→ Fonte

══════════

Assim que pisou o palco do jantar de lançamento das candidaturas autárquicas do Chega ao distrito de Santarém, a 28 de setembro de 2021, Milena Castro não escondeu o nervosismo e até o justificou. Era a primeira vez que discursava em público e nunca tinha sido “política”, dizia ao microfone, ao mesmo tempo que acalentava esperança de poder contribuir para um concelho de Benavente menos dormitório e mais garantístico dos “costumes” e “tradições”. Milena apresentou-se como empresária no setor do Ambiente, casada e mãe de três filhos, mas deixou de fora uma informação relevante: que tinha sido condenada pelo crime de recetação — num processo em que o tribunal deu como provado que comprou sucata roubada a um grupo criminoso liderado por um militar da GNR de Samora Correia.

══════════

→ Entradas apresentadas

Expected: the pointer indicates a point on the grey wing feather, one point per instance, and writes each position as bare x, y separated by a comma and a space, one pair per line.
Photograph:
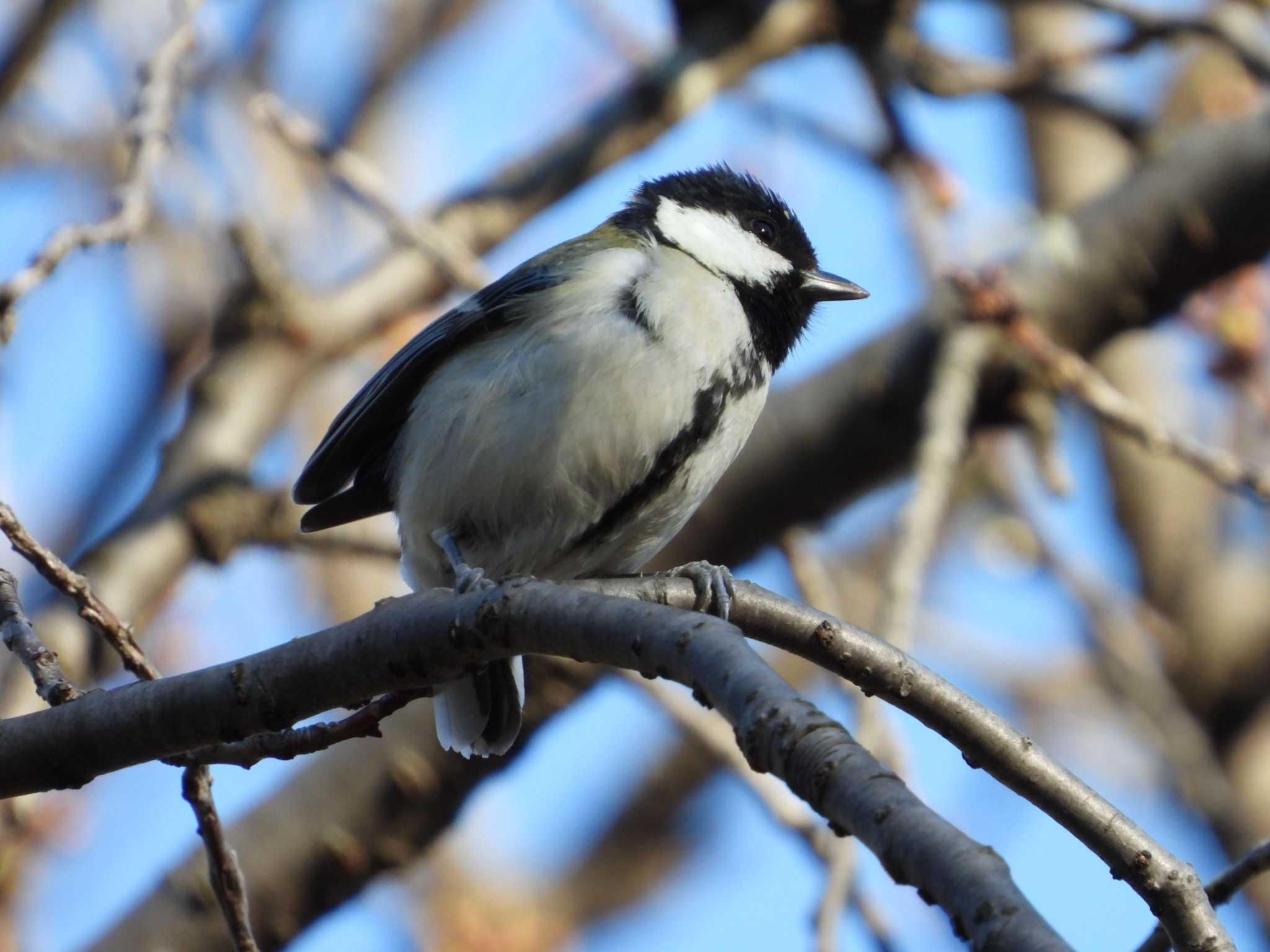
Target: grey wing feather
358, 443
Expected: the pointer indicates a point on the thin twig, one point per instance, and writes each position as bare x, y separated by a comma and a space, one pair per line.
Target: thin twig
223, 866
196, 785
840, 876
238, 513
817, 587
76, 588
30, 42
1128, 660
1032, 81
717, 738
946, 423
295, 742
1221, 890
150, 134
1151, 25
20, 639
1070, 372
366, 184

══════════

→ Problemas a resolver
**A.** Segundo a fonte, por que crime foi condenada Milena Castro?
**B.** Por favor, reescreva todas as entradas trocando "thin twig" por "thin branch" e mantendo tudo o resto igual. Deixe as imagens fora da resposta.

→ Resultados por tarefa
**A.** Pelo crime de recetação.

**B.**
Expected: the pointer indicates a point on the grey wing feather, one point per instance, and writes each position as bare x, y separated by a comma and a space, one pair per line.
Photograph:
Target: grey wing feather
358, 443
Expected: the pointer indicates a point on the thin branch, one point per instance, and writes each position as bare x, y separated by a comma and a space, one pair per line.
Target: thin branch
223, 866
196, 785
840, 876
238, 513
817, 587
76, 588
30, 42
1128, 660
1032, 81
717, 738
946, 423
295, 742
1221, 890
150, 134
1151, 25
20, 639
1070, 372
366, 184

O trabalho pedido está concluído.